After reading the data below, copy out every line that contains the word "white".
[Opening GIVEN ENTRIES section]
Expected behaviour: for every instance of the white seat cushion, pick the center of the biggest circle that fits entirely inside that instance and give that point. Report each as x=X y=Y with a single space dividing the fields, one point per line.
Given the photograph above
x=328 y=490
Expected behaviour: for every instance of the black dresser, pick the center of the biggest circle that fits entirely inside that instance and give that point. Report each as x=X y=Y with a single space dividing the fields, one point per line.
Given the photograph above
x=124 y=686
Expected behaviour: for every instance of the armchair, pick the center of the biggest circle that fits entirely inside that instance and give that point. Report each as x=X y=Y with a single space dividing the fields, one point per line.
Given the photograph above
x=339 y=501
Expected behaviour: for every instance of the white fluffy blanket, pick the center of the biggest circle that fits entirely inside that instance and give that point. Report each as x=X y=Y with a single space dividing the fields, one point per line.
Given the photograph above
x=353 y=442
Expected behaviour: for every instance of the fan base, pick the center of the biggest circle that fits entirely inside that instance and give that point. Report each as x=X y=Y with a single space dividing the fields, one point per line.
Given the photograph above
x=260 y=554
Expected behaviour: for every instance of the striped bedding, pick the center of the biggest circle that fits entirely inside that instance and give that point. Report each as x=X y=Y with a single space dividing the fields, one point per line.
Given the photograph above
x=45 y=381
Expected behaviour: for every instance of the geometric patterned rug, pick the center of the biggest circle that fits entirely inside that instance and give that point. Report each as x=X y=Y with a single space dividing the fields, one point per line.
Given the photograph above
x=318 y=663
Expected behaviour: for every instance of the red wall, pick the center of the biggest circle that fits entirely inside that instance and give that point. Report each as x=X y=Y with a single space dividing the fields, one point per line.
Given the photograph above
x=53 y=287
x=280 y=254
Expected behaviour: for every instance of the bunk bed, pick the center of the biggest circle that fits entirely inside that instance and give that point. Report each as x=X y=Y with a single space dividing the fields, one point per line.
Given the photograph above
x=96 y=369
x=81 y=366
[Closing GIVEN ENTRIES section]
__EXERCISE ANSWER__
Expected behaviour: for every instance of the white seat cushion, pick the center of the biggest circle that fits entirely inside that instance and give that point. Report each as x=X y=Y with a single space dividing the fields, one point per line.
Expected behaviour: for every instance of the white fluffy blanket, pick the center of the biggest circle that fits entirely inside that instance and give that point. Report each as x=X y=Y with a single space dividing the fields, one point per line.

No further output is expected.